= Excerpted passage =

Published: Sunday, July 20, 2008 at 6:01 a.m.
Last Modified: Sunday, July 20, 2008 at 3:20 a.m.

Rainbow doggy T-shirts, free condoms, speeches by several well-known activists and politicians and poster after poster all were in tribute Saturday night to the 15 years of work by the Human Rights Council of North Central Florida.

ZACHARY BENNETT/Special to The Sun
Mayor Pegeen Hanrahan speaks at a tribute Saturday night to the 15 years of work by the Human Rights Council of North Central Florida.

"This is a time where we get to share the accomplishments of the Gainesville community with the Gainesville community," said Susan Eichner, president of the human rights council, during Saturday's "Celebration of 15 Years of Service" at the Pride Community Center.

The event featured plenty of laughter, seriousness and Barack Obama supporters. The attire: either semi-formal or Obama T-shirts and pins.

Democrats such as Karen Thurman, chairwoman of the Florida Democratic Party, came out to celebrate the HRC's successes and voice appreciation for its struggles.

Gainesville Mayor Pegeen Hanrahan spoke to the crowd, jokingly saying that she was only half a Hillary Clinton supporter in the primaries but is now a full Obama supporter.

The human rights council got started in 1993 when local residents banded together after conflicts with the Ku Klux Klan and when rights advocates in Alachua County voiced outrage that gays, women and other groups were not being included in the anti-discrimination laws.

Russ Roy, who is married to School Board member Eileen Roy, said when he was running for School Board, he was asked what he thought of homosexuals being teachers.

"Some of our best teachers are gay," Roy said.

"It's a really good thing that people are doing in this group and it is to make this a better community," he said.

Supporters of the rights council on Saturday celebrated the inclusion of transgender citizens in Gainesville anti-discrimination laws.

But Hanrahan said she was disheartened at the same time.

On July 4, she said, people were trying to get a petition signed to repeal the anti-discrimination law protecting transgender people.

On a day where people are supposed to be celebrating freedom, those petitions were sadly ironic, she said.

"Do unto others, for God's sake," Hanrahan said.

= Listed entries =
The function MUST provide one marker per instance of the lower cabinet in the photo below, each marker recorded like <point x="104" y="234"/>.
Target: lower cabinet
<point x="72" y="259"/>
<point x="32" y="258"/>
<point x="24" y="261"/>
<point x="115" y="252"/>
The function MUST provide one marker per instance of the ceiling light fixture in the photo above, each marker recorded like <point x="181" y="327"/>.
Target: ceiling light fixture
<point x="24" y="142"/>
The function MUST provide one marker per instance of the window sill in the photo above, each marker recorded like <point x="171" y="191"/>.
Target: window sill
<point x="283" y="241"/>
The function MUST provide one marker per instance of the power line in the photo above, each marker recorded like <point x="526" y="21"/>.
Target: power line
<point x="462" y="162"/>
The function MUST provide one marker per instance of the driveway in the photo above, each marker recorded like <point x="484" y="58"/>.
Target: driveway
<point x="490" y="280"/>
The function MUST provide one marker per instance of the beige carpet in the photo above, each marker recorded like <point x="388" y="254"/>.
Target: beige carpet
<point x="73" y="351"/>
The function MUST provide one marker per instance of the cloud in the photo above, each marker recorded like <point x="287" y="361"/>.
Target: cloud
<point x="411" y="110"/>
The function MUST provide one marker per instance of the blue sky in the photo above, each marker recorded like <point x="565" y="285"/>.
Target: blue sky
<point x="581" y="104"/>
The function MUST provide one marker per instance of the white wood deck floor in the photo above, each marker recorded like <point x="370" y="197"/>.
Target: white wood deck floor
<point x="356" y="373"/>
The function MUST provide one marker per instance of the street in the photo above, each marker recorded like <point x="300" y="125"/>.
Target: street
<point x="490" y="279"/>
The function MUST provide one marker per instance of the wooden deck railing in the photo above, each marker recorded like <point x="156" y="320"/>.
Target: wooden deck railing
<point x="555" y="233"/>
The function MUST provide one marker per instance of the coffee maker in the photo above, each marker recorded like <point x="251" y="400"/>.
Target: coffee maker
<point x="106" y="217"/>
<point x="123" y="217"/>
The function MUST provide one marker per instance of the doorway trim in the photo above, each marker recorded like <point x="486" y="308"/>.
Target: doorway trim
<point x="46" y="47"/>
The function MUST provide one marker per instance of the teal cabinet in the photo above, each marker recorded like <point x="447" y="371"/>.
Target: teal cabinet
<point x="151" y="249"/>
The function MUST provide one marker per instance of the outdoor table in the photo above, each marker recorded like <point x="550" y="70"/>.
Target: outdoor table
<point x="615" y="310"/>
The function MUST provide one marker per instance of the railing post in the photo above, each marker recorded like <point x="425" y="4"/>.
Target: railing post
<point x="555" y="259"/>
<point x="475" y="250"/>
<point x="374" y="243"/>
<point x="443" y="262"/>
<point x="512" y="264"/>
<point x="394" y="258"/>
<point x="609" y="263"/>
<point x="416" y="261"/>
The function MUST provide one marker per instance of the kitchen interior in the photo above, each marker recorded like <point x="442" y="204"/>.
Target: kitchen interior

= What you will do =
1) Translate this sentence from the article on the Human Rights Council celebration into Spanish: "But Hanrahan said she was disheartened at the same time."
2) According to the article on the Human Rights Council celebration, in what year did the human rights council get started?
3) Rename "chairwoman" to "chair" in the article on the Human Rights Council celebration, and give that part of the article again: begin at the words "Democrats such as" and stop after "for its struggles.".

= Responses for each task =
1) Pero Hanrahan dijo que, al mismo tiempo, se sentía desanimada.

2) 1993

3)
Democrats such as Karen Thurman, chair of the Florida Democratic Party, came out to celebrate the HRC's successes and voice appreciation for its struggles.